Monday, April 2, 2012

Looking Forward to April 8, 2012 -- Easter Day

The Scripture Readings this week are:
Psalm 118 VU p.837
Mark 16:1-8

The Sermon Title is: For They Were Afraid

Early Thoughts: Read that Mark passage. Anything odd about it? Anything missing from the Easter story?

The Risen Christ does not appear in this story (and this is considered the original ending of Mark's Gospel.  Rather than end on a note of hope and glory Mark's Gospel ends on a note of fear and wondering--with at most a hint of the hope and glory.

There is something terrifying about the resurrection stories, at least if you read them from the point of view of the women going to the tomb. The truth of resurrection in the Gospels has to deal with that fear.

Mark is the earliest Gospel we have. The writer is the first person to attempt a description of Easter morning (while Paul writes earlier and confesses an Easter faith he never talks about what we call Easter morning). And in the earliest from it ends with the women running away in fear, telling nobody anything.

◆ **Work to complete**
• a. Return the passage of the Easter Day post between "Monday, April 2, 2012" and "hope and glory.", inclusive.
• b. What is the sermon title given in the Easter Day post?
• c. Continue the Easter Day post from where it stops.

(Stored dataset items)
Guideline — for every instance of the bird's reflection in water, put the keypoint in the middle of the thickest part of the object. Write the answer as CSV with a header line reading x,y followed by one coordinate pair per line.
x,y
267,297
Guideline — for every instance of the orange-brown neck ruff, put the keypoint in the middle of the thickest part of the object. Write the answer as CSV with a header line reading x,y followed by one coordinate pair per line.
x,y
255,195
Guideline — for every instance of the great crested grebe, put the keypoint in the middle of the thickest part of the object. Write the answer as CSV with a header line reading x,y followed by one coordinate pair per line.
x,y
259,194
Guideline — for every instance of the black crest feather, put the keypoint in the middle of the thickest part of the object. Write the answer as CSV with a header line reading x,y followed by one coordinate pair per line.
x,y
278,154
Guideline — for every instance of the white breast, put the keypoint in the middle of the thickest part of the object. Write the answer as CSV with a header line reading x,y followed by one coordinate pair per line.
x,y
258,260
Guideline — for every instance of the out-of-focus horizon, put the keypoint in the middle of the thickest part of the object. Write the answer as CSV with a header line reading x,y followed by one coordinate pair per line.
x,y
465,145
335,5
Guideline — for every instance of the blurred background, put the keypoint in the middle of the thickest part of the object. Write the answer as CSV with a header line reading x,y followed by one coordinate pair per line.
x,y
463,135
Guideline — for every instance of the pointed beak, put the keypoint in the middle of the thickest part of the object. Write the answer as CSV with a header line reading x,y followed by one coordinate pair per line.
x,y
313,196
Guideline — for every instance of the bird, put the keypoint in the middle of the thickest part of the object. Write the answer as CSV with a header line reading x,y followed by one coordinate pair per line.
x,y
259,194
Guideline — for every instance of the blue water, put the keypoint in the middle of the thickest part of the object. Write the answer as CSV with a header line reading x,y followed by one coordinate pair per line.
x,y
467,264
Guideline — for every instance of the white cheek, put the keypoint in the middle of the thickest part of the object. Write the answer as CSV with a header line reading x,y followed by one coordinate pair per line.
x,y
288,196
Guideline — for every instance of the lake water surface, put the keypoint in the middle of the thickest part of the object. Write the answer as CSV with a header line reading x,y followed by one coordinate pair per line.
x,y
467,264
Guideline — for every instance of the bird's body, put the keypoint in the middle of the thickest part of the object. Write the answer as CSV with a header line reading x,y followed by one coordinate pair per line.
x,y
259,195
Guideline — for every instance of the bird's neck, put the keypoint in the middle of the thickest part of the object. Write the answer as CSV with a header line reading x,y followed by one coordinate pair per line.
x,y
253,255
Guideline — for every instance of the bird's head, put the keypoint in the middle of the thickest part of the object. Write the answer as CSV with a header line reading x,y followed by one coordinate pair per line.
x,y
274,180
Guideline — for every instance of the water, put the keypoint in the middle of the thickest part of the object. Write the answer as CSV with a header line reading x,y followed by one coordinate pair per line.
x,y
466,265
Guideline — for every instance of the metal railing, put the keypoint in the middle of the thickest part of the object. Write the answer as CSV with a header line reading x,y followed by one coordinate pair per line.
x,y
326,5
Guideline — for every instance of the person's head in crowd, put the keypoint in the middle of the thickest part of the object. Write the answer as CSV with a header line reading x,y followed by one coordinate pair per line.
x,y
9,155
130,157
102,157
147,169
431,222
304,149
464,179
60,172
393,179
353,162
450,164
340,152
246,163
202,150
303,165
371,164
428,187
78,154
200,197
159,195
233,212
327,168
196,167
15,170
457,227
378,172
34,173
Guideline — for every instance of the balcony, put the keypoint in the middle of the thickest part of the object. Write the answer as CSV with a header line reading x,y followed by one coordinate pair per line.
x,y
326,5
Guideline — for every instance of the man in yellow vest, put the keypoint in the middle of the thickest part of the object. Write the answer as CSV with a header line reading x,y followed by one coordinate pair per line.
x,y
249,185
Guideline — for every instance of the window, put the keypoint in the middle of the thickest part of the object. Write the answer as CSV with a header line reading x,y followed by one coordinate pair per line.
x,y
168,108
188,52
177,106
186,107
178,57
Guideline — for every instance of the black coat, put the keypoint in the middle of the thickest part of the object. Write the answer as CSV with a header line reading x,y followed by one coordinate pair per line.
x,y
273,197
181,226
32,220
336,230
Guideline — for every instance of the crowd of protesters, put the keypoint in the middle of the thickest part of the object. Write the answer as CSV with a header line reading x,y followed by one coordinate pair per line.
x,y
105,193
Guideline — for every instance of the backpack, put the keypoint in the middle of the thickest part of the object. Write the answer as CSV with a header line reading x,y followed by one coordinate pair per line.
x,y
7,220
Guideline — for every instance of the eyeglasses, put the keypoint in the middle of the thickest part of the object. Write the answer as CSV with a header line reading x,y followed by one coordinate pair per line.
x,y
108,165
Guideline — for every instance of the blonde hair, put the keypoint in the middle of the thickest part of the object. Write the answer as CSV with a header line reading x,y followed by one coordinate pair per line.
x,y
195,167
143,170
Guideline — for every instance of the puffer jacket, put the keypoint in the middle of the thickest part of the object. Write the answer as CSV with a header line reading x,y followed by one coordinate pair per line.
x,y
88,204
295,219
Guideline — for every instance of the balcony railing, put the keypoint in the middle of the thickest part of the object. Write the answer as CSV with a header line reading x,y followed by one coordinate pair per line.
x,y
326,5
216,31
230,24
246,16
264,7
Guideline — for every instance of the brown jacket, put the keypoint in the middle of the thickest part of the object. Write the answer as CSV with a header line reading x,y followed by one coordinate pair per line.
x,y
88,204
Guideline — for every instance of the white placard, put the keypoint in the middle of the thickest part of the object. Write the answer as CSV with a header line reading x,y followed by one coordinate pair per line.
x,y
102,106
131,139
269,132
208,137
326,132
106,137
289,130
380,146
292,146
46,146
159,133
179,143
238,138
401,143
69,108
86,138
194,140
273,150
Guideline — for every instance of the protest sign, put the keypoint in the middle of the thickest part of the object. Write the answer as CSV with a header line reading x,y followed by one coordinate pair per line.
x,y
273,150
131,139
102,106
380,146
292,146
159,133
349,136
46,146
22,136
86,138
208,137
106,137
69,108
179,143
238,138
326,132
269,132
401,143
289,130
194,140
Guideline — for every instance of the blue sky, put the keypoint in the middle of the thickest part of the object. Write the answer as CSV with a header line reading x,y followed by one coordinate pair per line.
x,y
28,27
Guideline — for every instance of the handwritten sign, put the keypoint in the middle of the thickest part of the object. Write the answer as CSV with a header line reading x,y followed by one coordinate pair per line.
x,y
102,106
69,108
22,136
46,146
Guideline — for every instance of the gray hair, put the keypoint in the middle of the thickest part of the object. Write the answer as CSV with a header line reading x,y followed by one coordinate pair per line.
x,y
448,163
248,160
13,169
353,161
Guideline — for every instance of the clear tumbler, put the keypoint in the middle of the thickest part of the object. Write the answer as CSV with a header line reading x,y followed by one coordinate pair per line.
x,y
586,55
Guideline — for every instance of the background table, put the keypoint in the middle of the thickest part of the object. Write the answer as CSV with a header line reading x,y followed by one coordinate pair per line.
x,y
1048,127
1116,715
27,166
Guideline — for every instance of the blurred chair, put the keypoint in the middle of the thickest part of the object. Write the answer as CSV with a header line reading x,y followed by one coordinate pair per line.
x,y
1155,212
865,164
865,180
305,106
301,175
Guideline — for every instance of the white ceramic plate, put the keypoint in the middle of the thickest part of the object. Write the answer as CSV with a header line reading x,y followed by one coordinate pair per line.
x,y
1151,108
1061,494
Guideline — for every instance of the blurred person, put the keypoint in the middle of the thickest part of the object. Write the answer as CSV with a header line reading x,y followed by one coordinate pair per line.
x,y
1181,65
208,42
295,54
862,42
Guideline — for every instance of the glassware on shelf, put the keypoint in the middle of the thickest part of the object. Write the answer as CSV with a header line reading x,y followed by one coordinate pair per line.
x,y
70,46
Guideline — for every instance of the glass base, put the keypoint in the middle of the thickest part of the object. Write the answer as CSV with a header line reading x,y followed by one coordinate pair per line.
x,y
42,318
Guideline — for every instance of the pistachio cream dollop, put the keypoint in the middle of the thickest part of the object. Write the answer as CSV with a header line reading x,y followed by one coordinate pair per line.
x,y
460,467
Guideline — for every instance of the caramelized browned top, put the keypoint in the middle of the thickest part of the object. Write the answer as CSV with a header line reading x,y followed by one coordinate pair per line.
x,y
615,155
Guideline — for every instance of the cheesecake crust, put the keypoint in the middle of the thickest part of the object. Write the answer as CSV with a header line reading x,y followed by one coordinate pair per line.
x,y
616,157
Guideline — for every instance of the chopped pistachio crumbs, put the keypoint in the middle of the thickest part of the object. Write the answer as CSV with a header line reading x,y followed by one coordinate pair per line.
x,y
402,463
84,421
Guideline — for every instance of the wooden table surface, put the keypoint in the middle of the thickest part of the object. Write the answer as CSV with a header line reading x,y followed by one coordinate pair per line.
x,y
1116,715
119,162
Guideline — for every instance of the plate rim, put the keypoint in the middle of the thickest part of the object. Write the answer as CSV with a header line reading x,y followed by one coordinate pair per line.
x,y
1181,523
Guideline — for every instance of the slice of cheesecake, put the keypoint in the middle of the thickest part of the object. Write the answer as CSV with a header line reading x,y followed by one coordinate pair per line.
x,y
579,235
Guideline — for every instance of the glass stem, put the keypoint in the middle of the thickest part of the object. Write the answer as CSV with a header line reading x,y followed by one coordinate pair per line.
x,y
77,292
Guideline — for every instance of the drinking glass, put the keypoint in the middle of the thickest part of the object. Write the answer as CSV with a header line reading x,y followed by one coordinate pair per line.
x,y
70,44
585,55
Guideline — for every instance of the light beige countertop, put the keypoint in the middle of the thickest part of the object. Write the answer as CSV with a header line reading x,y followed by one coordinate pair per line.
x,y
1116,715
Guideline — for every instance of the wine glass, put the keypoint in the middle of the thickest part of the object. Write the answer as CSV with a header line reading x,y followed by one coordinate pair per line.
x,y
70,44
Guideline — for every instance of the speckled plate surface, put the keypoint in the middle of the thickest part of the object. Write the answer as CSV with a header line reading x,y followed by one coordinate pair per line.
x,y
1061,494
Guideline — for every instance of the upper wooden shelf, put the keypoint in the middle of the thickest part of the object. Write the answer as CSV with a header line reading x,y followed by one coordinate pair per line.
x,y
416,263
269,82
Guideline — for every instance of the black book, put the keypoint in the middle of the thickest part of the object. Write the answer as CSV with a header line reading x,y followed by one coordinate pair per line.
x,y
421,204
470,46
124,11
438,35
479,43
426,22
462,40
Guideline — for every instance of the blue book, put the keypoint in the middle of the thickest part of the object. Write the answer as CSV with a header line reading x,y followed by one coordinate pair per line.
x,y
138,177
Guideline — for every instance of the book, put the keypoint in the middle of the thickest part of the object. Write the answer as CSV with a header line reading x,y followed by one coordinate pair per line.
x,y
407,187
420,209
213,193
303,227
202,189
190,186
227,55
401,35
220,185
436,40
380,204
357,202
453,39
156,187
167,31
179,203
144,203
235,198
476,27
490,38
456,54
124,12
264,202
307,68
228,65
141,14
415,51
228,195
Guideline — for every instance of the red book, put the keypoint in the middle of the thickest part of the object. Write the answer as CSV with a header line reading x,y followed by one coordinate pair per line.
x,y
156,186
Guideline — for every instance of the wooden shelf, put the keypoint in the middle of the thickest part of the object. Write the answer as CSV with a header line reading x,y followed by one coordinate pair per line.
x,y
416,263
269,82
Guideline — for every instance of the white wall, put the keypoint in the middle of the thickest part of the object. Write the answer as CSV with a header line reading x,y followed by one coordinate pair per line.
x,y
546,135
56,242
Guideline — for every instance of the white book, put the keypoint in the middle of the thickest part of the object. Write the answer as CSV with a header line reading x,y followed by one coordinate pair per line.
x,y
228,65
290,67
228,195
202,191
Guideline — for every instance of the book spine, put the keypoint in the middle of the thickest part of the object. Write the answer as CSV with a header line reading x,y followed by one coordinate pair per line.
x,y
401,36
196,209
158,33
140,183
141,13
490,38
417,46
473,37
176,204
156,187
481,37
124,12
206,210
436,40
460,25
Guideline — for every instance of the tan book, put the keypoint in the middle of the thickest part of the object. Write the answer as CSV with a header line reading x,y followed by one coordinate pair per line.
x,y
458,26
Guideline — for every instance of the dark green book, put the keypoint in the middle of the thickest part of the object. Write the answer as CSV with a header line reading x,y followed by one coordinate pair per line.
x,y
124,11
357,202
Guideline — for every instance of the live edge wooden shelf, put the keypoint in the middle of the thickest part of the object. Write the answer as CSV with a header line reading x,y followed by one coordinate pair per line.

◆ **Results of the tasks**
• a.
Monday, April 2, 2012

Looking Forward to April 8, 2012 -- Easter Day

The Scripture Readings this week are:
Psalm 118 VU p.837
Mark 16:1-8

The Sermon Title is: For They Were Afraid

Early Thoughts: Read that Mark passage. Anything odd about it? Anything missing from the Easter story?

The Risen Christ does not appear in this story (and this is considered the original ending of Mark's Gospel.  Rather than end on a note of hope and glory Mark's Gospel ends on a note of fear and wondering--with at most a hint of the hope and glory.

• b. For They Were Afraid

• c.
Obviously the story doesn't stop there. Obviously Mark's community knows that there is more to the story (and in fact there were verses added to the ending later that included an appearance by the Risen Christ). But this is where we get left. Not with joy and celebration but with fear and wondering.

And I think that is a good entry into being an Easter people. Too often we pass over that aspect of the story because we know how it ends. But as I look at it one of the miracles of the Easter event is that a group of terrified people found the faith to believe anyway. Easter isn't about debating what "really" happened. Easter is about finding the way to move beyond the fear of death into new life.

There is a lot of fear in the world right now. What will push us to feel the fear and believe anyway? What draws us into resurrection?
--Gord

2 comments:

  1. One could make a similar point by contemplating, say, Mk. 15:47. We should indeed be willing to push through fear, as you say.

    But why do you say that 16:8 is considered the original ending of Mark's Gospel?

    Yours in Christ,

    James Snapp, Jr.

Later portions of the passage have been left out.